▶ _GOAL OF THE EXERCISE_
Every line from the one with "Objective — one point per instance of the coat" to the end of the data needs to be copied exactly, and no line before it.

==== RECORDS FOR THIS TASK ====

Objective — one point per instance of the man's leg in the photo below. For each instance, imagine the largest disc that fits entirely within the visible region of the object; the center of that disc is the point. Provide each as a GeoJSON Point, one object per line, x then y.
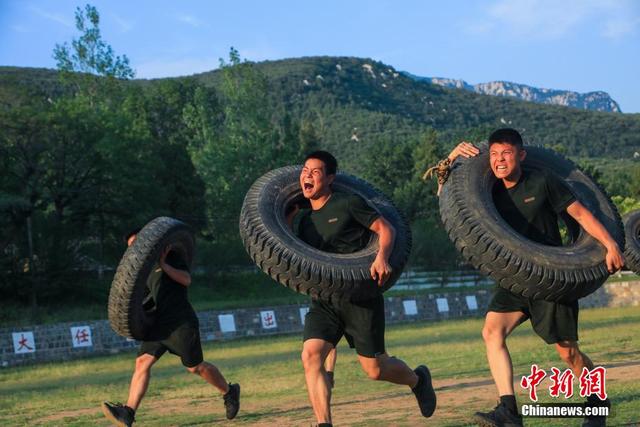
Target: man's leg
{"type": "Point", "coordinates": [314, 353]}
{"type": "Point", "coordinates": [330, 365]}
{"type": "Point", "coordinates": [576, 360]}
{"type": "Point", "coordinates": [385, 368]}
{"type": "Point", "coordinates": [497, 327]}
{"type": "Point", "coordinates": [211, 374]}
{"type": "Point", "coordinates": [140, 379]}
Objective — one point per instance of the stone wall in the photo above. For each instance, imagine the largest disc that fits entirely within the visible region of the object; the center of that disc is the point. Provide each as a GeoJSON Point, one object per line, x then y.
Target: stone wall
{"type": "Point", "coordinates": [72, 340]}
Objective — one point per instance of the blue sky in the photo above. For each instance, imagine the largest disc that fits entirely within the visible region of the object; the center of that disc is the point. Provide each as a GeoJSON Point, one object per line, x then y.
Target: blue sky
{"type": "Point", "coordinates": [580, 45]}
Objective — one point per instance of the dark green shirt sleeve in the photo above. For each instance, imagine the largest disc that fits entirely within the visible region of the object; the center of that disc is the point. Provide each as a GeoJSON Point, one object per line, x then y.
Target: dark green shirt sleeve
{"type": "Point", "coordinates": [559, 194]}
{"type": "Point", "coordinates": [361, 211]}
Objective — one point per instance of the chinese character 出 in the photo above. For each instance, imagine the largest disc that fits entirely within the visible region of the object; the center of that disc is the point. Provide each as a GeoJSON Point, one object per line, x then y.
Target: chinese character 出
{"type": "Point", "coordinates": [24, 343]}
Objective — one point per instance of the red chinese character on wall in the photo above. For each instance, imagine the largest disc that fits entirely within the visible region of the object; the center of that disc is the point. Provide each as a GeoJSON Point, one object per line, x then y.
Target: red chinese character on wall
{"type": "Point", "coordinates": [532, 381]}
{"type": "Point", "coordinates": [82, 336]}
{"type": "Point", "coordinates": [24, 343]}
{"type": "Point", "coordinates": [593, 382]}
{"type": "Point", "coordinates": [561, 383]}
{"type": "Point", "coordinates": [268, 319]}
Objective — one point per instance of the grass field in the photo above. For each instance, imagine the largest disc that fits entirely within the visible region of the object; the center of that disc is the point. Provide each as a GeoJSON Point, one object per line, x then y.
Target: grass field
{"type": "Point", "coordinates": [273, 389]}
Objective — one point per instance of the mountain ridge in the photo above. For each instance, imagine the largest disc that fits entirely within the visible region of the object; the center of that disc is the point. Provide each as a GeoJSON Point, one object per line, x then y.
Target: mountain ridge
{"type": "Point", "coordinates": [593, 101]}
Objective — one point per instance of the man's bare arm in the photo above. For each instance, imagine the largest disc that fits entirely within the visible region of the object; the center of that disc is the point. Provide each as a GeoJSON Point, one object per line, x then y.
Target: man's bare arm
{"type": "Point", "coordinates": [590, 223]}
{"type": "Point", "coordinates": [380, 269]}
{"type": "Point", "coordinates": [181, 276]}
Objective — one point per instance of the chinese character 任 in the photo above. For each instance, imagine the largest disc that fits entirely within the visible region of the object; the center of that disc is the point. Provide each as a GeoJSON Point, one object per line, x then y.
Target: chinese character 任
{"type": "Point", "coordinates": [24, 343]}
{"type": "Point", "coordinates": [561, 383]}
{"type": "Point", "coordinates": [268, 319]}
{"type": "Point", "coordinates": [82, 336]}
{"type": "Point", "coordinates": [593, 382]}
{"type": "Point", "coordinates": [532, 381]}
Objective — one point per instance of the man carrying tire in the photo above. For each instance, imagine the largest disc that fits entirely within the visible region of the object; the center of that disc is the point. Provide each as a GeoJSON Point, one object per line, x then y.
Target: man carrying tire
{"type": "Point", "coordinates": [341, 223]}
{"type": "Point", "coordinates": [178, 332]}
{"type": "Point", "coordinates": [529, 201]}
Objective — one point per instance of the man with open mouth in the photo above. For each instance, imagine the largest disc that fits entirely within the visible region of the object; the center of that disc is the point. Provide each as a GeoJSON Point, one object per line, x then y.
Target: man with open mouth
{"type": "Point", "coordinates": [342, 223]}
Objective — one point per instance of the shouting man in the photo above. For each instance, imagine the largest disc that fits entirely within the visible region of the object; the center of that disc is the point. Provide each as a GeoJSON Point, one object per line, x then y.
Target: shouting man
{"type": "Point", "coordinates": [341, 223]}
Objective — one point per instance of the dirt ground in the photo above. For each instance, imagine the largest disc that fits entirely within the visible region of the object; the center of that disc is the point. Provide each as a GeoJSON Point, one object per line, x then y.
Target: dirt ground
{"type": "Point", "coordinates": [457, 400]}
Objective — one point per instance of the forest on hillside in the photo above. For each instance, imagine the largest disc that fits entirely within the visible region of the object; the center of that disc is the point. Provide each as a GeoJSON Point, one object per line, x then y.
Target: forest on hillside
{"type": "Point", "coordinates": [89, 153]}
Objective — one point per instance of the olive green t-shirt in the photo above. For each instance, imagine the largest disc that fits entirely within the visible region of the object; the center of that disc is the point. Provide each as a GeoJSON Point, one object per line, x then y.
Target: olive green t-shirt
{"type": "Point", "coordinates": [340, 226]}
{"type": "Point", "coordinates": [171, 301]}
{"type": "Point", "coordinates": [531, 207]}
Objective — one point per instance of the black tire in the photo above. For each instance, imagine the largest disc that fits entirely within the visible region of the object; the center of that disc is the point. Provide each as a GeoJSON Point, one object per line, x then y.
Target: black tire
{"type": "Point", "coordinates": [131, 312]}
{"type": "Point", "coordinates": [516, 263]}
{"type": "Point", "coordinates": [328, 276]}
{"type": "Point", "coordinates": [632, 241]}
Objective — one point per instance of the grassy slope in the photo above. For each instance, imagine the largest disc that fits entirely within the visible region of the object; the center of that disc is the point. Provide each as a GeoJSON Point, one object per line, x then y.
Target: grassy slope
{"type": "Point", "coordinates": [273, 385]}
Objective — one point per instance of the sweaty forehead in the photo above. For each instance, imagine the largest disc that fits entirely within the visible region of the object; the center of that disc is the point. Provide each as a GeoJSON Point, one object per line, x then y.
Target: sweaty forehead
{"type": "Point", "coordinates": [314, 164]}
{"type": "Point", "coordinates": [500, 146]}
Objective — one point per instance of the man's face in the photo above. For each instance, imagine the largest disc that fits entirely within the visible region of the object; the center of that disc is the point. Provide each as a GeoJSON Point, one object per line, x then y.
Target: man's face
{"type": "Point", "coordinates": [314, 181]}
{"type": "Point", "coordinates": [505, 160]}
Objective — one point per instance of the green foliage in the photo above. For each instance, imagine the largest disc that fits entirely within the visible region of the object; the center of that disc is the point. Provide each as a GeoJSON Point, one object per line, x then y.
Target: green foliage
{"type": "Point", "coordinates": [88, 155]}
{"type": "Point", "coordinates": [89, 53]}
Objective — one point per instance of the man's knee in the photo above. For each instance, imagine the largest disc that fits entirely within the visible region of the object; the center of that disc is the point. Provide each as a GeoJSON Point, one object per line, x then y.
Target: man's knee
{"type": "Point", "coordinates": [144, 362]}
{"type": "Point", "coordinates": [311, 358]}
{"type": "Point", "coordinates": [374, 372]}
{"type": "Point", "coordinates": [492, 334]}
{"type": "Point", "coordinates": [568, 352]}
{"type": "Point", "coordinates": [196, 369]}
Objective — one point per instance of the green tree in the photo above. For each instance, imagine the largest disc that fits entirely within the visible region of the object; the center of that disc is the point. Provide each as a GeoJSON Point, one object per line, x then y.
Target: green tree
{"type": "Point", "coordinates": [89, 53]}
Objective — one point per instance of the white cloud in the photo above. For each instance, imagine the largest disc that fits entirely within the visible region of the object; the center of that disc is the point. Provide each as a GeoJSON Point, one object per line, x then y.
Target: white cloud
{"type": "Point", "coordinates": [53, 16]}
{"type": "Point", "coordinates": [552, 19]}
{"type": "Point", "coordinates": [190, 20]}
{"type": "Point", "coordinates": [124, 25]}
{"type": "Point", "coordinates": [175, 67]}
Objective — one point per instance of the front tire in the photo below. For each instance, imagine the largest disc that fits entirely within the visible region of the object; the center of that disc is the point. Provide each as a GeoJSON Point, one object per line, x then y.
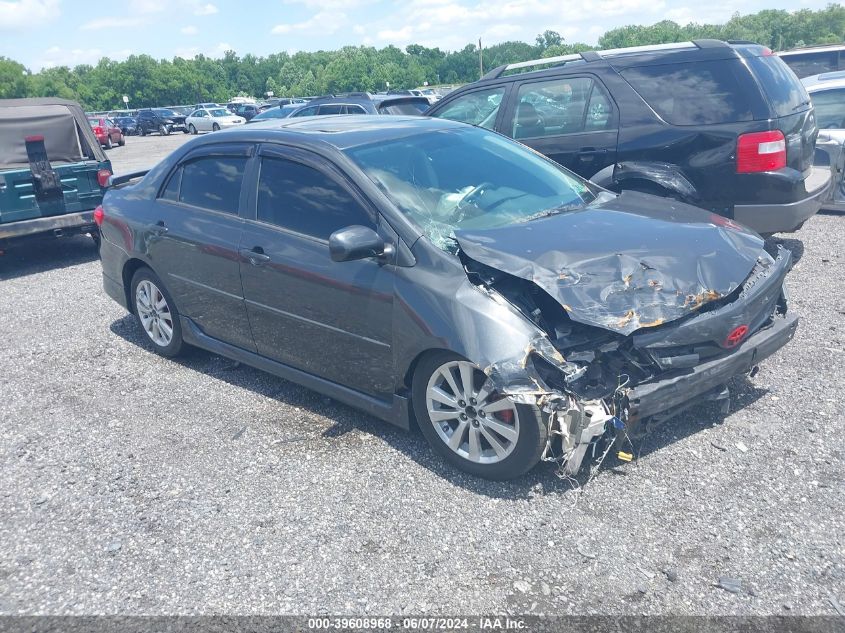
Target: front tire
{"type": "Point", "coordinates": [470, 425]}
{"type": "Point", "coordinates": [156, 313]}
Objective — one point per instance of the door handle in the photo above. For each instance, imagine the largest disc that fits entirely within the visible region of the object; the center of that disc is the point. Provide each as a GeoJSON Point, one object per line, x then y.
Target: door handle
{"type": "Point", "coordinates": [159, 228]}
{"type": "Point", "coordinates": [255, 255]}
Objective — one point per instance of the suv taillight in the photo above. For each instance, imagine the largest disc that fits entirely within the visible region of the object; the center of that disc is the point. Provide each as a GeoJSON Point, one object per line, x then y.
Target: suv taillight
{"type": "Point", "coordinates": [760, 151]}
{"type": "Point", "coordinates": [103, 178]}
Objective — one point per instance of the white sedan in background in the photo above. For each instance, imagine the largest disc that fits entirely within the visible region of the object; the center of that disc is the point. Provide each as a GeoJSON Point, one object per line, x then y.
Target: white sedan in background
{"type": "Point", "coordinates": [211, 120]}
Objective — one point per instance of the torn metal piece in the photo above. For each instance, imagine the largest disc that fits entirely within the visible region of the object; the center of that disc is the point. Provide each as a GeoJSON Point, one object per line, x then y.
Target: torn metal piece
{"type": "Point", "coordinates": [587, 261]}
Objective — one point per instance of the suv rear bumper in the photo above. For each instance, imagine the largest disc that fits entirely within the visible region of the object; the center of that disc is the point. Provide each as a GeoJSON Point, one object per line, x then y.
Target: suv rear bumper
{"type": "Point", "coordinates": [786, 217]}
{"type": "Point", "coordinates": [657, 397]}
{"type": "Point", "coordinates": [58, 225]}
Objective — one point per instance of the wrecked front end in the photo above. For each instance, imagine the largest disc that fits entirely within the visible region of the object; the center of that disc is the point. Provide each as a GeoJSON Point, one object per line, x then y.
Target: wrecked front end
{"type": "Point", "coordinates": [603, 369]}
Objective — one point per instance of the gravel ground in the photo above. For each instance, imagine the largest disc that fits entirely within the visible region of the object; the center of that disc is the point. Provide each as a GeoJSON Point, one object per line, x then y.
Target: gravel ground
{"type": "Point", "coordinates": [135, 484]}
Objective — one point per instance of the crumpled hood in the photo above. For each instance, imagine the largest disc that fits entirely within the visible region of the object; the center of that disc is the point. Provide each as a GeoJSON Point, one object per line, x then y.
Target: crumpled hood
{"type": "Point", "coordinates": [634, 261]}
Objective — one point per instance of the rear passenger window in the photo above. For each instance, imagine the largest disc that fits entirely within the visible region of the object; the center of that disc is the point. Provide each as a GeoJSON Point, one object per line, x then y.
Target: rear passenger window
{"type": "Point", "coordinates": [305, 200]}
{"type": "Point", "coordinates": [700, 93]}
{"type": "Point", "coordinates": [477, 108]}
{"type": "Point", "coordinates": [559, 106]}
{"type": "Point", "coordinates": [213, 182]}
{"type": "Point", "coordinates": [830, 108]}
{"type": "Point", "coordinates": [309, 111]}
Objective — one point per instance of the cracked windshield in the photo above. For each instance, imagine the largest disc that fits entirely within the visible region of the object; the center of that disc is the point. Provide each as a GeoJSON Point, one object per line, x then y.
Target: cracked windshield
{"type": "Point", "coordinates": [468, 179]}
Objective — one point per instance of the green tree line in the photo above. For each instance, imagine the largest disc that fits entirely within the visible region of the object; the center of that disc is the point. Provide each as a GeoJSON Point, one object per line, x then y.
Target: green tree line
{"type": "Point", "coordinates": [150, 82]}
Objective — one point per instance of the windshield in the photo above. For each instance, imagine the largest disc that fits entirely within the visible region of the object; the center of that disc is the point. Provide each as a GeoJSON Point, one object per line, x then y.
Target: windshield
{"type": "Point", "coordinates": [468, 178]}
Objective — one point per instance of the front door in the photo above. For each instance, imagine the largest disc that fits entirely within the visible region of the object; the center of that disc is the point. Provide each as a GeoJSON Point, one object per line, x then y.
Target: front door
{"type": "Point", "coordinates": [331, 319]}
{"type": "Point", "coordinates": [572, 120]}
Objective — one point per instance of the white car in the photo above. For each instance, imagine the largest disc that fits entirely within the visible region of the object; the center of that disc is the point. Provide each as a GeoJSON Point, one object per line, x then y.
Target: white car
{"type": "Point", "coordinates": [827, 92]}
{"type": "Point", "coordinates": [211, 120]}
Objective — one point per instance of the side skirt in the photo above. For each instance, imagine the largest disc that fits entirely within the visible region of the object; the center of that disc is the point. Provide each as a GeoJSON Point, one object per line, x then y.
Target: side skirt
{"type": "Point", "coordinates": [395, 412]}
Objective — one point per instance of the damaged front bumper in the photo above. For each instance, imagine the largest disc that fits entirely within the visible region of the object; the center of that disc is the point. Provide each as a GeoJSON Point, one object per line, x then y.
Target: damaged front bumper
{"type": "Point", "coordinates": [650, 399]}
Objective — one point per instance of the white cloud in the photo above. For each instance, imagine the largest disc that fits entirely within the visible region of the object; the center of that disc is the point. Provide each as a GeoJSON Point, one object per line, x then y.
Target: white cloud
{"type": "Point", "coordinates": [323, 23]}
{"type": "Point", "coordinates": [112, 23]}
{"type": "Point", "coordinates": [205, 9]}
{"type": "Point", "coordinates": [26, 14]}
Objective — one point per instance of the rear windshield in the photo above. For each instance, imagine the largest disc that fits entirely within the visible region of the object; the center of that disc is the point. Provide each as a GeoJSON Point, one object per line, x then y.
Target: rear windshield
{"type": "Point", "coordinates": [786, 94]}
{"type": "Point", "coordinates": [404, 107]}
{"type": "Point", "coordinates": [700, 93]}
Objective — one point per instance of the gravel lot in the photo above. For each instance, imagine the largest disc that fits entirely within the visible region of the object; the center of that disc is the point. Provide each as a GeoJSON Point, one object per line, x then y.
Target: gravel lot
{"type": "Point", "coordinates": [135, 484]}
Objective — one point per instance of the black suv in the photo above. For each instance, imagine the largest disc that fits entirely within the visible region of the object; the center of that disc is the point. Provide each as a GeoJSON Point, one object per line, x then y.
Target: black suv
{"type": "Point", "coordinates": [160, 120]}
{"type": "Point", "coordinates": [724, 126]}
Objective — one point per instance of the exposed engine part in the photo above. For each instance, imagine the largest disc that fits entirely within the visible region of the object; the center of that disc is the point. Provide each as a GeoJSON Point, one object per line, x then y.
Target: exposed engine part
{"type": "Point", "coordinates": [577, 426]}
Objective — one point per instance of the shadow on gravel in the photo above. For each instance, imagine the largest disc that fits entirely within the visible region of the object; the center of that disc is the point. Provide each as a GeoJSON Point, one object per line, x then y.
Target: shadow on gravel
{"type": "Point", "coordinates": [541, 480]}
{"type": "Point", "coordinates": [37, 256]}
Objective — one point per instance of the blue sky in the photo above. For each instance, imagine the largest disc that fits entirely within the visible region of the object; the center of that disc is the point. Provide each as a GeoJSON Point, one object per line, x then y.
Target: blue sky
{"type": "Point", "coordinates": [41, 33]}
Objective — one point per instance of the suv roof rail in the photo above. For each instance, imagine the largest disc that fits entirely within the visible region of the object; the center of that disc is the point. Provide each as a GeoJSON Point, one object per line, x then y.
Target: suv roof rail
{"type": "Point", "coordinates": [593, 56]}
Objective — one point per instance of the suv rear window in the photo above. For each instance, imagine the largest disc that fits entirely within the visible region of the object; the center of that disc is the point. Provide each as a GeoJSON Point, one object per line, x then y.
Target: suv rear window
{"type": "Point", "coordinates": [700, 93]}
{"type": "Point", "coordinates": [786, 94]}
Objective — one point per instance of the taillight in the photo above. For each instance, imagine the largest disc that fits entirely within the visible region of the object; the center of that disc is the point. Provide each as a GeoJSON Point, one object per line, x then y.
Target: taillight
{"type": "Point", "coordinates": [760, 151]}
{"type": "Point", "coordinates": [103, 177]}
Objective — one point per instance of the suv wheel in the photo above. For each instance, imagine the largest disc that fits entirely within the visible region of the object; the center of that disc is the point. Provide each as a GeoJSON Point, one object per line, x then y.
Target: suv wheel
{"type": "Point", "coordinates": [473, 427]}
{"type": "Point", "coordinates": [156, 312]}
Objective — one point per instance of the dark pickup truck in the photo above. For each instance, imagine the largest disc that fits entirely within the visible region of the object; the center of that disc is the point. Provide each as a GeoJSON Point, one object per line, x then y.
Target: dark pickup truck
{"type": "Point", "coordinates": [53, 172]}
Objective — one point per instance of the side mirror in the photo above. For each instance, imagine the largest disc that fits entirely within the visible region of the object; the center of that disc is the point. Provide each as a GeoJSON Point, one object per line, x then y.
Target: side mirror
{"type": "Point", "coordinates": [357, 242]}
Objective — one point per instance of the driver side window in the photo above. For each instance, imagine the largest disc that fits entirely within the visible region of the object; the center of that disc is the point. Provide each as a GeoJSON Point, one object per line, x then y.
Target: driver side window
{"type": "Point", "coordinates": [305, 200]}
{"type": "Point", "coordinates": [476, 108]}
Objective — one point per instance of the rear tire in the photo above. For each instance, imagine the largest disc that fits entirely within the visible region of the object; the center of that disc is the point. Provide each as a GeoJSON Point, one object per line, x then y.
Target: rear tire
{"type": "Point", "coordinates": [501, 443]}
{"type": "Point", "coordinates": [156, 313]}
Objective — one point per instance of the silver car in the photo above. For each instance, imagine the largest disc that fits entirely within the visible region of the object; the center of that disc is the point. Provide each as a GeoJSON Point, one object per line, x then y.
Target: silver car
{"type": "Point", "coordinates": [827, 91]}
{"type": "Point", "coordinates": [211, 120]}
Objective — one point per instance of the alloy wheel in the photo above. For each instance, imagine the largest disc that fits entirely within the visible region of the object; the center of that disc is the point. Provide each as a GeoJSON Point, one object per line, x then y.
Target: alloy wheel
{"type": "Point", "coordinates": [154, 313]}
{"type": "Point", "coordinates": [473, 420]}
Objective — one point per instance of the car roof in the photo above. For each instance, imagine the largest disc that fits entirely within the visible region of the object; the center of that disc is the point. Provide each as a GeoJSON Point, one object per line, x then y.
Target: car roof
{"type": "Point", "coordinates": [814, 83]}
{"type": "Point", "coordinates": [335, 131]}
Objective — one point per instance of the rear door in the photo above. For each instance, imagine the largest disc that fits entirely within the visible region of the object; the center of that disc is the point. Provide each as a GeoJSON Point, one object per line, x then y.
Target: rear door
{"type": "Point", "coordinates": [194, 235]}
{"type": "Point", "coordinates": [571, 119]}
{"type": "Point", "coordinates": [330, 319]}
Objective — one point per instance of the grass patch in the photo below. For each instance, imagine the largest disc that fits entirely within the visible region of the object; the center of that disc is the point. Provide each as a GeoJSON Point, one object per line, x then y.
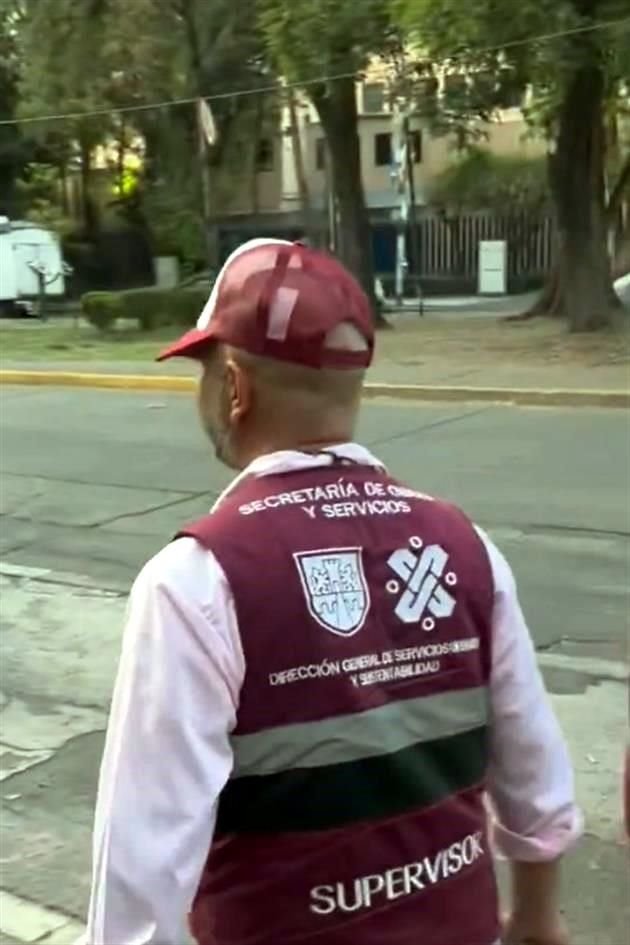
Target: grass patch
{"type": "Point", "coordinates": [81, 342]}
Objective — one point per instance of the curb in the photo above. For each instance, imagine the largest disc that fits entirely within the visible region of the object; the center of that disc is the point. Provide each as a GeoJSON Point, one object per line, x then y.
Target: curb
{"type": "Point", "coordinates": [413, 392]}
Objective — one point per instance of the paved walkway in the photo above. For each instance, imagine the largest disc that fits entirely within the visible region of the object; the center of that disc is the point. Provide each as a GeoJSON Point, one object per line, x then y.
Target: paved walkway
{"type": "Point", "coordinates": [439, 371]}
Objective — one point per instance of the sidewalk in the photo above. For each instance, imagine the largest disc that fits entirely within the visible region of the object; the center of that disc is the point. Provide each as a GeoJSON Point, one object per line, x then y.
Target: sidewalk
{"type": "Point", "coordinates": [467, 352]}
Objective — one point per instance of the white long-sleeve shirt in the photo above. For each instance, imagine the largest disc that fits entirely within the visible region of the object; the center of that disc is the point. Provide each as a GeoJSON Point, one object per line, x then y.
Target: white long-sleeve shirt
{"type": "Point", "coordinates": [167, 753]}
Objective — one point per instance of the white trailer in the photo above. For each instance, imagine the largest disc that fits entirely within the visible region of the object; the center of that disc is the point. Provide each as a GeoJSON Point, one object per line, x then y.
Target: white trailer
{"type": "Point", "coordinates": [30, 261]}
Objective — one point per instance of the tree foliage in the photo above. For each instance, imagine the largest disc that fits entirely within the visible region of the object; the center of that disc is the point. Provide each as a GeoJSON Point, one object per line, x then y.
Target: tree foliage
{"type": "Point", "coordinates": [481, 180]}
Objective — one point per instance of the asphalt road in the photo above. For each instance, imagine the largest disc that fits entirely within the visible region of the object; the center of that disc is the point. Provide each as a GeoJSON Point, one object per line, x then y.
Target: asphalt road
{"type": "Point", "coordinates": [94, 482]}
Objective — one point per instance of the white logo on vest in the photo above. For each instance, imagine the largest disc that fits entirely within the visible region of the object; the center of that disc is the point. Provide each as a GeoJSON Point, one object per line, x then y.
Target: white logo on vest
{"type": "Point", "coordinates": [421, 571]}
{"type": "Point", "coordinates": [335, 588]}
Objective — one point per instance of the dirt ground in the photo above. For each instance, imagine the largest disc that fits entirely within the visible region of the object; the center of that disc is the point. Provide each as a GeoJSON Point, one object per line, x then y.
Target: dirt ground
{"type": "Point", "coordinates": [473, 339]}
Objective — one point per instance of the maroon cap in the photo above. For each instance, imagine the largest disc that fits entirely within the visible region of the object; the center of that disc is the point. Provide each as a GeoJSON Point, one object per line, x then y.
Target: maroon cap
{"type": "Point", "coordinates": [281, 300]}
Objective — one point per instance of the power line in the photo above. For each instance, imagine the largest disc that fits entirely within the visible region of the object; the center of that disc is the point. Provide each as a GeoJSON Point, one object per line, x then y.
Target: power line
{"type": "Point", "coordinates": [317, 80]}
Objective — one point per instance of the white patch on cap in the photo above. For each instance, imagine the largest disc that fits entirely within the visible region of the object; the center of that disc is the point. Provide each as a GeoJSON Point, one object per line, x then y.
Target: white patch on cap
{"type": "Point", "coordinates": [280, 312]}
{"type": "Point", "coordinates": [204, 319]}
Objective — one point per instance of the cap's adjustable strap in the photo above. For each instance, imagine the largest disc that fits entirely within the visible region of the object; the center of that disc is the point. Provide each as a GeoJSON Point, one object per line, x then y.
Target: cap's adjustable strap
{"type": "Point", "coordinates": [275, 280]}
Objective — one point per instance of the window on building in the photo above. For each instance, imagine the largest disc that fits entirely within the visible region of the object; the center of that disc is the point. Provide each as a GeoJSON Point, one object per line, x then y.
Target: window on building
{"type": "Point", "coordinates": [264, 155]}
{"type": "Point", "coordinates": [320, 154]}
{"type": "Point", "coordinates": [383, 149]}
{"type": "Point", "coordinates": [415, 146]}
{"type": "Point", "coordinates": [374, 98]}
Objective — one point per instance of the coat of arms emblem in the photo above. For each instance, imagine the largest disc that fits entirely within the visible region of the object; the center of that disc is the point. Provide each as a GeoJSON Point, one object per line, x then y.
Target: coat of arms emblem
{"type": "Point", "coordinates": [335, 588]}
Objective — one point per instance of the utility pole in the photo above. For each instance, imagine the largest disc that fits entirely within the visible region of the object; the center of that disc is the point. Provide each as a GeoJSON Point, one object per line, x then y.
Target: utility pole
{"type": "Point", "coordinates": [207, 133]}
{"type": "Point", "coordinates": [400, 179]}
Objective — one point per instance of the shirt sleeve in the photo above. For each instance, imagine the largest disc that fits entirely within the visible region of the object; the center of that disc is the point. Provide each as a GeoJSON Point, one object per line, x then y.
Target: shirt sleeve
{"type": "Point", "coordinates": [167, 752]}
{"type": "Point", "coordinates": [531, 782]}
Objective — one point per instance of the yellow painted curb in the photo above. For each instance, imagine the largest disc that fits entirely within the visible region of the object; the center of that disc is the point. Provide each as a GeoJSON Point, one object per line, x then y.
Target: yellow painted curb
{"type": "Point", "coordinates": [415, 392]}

====

▶ _REPLY_
Objective — one point per instance of the coat of arms emblem in the photo above. For each instance, imagine the largest disc that fits entirely within the visible region of the object; the center of that disc is the point. Provide each as a GeoJSON Point, one object per line, x then y.
Target: coat of arms emblem
{"type": "Point", "coordinates": [335, 588]}
Objective — one point per instance of the utility pole in the photo above. For each instance, imagine the largest disc that fits entirely within the visible region of the object; the center of that disc is the point. Provide each as a GeoJSON Point, one object per line, x then y.
Target: utility pole
{"type": "Point", "coordinates": [207, 133]}
{"type": "Point", "coordinates": [400, 179]}
Objective — one point per instance of the shirt sleeve in the photo above. For each instance, imagine the largest disc that fits entirely within the visible region of the object; the center of that disc is the point. Provide each as a GeoJSON Point, one object per line, x then y.
Target: shirt sleeve
{"type": "Point", "coordinates": [167, 752]}
{"type": "Point", "coordinates": [531, 782]}
Objective — one point per instance of the yellow painted curb in the photo above. For each instance, imagine the largest disc that fits entirely within the visible region of the object; the center of that disc is the point. Provide each as a GeoJSON Point, one object per line, x then y.
Target: yellow painted curb
{"type": "Point", "coordinates": [415, 392]}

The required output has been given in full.